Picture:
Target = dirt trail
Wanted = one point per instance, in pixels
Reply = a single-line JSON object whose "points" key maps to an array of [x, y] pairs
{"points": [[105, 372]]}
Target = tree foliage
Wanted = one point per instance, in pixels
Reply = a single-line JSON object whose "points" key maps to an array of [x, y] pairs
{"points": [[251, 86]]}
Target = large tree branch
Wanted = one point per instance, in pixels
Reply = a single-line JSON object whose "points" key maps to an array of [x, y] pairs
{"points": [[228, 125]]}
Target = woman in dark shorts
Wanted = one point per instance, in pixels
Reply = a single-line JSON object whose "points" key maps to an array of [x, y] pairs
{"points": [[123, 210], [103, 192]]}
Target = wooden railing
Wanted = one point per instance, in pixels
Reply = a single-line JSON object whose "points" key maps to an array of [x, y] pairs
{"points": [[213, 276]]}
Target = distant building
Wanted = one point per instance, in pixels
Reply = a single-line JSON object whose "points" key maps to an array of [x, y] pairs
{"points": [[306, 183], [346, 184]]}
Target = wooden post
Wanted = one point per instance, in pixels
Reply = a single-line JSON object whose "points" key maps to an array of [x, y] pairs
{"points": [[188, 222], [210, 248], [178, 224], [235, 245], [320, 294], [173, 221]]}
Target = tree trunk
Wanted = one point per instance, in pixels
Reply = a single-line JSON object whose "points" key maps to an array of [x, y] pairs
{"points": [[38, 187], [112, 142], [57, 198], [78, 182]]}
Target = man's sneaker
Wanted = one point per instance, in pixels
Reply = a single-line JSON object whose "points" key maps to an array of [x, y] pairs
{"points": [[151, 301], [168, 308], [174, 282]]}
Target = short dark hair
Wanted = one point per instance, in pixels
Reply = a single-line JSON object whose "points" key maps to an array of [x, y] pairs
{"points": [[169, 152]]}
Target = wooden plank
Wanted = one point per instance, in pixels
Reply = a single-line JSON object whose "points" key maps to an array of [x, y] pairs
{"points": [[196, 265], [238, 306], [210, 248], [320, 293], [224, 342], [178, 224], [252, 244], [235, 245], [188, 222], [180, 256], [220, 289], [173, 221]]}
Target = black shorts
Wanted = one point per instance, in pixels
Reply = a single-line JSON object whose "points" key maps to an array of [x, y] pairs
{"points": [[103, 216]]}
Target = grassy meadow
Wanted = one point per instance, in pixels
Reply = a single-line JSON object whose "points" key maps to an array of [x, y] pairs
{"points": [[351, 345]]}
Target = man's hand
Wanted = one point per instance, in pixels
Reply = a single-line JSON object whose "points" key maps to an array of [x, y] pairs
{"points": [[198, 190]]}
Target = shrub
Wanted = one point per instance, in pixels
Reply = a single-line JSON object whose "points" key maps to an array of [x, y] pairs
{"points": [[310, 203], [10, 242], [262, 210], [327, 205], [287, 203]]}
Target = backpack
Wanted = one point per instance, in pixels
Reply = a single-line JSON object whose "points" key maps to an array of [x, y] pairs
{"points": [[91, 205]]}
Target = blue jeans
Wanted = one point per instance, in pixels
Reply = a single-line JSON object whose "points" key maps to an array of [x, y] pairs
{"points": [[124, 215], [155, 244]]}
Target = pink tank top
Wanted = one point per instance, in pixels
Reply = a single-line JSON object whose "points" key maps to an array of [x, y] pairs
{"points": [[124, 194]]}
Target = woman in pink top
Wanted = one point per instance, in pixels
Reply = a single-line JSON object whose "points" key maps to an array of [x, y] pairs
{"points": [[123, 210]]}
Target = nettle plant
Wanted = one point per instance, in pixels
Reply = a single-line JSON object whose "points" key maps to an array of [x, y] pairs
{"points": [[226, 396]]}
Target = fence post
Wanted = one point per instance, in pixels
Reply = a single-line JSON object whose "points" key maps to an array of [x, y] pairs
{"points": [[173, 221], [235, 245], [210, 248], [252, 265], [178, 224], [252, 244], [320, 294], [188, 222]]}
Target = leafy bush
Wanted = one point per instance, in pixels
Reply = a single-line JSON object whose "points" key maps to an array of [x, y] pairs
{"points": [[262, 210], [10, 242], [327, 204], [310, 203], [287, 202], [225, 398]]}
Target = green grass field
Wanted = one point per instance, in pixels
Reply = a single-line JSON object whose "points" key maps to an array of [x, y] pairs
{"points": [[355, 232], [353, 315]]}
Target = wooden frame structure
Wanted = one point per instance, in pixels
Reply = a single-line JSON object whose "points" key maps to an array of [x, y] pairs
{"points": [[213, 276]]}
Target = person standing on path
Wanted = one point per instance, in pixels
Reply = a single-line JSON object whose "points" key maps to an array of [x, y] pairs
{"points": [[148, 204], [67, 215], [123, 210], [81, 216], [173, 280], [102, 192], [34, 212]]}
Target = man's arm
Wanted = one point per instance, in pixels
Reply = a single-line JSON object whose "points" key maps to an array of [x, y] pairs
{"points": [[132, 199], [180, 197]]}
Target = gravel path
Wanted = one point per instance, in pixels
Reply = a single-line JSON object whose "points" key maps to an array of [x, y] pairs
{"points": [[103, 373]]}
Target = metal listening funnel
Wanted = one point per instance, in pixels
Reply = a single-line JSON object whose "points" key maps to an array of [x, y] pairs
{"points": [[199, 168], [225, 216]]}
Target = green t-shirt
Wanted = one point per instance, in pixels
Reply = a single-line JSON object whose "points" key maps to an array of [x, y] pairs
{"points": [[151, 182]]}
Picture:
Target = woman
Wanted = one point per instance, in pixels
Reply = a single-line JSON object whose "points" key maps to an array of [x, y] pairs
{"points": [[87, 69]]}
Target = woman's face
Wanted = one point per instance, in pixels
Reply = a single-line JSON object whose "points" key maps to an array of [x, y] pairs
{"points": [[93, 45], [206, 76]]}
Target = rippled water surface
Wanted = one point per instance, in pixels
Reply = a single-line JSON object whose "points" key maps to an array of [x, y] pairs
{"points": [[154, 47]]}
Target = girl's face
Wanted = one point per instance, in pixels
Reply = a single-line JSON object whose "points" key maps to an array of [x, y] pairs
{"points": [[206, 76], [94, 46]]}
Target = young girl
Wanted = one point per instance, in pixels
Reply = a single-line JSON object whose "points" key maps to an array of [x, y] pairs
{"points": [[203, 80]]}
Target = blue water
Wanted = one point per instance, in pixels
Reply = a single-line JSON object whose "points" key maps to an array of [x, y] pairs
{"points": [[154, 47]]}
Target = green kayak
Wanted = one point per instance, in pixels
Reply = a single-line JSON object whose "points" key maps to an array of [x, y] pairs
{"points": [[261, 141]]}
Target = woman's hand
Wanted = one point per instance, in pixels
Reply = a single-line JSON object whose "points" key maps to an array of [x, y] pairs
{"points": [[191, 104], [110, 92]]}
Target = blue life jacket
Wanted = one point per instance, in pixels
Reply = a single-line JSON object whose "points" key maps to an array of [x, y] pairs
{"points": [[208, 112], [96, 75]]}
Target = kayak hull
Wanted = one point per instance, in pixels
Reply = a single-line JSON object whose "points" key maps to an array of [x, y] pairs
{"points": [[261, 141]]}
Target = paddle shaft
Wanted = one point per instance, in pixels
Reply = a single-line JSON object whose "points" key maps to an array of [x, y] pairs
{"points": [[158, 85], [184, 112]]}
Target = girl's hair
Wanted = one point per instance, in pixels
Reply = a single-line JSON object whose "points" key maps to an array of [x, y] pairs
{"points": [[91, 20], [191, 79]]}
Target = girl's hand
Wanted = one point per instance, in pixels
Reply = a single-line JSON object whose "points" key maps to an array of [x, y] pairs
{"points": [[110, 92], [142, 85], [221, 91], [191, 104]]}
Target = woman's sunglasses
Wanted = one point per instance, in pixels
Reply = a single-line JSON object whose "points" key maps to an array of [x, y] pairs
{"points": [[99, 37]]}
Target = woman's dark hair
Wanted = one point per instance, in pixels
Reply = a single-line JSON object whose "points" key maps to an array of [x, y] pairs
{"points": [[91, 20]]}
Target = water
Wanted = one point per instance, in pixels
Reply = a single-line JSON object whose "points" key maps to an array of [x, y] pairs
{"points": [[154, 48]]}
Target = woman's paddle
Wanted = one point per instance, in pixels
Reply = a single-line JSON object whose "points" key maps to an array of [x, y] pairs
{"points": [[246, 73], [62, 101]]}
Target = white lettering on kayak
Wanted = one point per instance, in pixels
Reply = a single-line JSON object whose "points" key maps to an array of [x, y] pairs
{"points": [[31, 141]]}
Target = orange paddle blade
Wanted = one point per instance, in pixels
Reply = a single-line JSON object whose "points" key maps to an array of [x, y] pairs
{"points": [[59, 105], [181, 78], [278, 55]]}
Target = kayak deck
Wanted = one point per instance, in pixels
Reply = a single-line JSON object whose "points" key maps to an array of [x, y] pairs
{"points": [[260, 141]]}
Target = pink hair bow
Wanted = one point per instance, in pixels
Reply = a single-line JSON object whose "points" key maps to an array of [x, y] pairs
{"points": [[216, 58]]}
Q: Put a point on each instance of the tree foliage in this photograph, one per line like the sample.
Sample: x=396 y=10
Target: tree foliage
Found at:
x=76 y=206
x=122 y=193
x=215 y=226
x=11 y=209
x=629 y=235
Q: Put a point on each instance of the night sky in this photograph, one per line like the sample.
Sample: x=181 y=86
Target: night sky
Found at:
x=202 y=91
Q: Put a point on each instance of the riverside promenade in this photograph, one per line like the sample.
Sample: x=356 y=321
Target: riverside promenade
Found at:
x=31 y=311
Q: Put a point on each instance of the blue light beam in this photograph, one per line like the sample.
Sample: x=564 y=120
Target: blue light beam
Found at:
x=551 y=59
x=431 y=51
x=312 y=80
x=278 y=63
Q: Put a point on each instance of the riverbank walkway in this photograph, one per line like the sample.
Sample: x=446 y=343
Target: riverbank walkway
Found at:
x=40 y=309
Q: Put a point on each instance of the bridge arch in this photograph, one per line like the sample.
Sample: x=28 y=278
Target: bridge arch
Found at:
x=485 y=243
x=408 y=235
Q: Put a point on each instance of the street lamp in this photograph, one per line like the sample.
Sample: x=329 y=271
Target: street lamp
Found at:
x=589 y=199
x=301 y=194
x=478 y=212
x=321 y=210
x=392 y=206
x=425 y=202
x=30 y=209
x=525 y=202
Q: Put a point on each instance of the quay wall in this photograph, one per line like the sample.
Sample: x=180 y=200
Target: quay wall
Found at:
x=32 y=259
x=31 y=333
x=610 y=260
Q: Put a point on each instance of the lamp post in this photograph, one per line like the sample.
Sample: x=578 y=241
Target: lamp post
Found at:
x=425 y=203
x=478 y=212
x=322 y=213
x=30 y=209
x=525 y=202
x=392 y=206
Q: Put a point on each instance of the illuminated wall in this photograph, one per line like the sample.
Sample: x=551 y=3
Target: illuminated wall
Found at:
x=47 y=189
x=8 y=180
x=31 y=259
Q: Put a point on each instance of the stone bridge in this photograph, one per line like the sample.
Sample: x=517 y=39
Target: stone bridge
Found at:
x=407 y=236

◆ Your objective: The answer must consist of every line from the entries above that contains the string "post".

◆ Completed exercise:
Target = wooden post
Target = fence post
Q: Put a point on each instance of the lamp post in this photograph, one per line like the sample.
Target: lamp post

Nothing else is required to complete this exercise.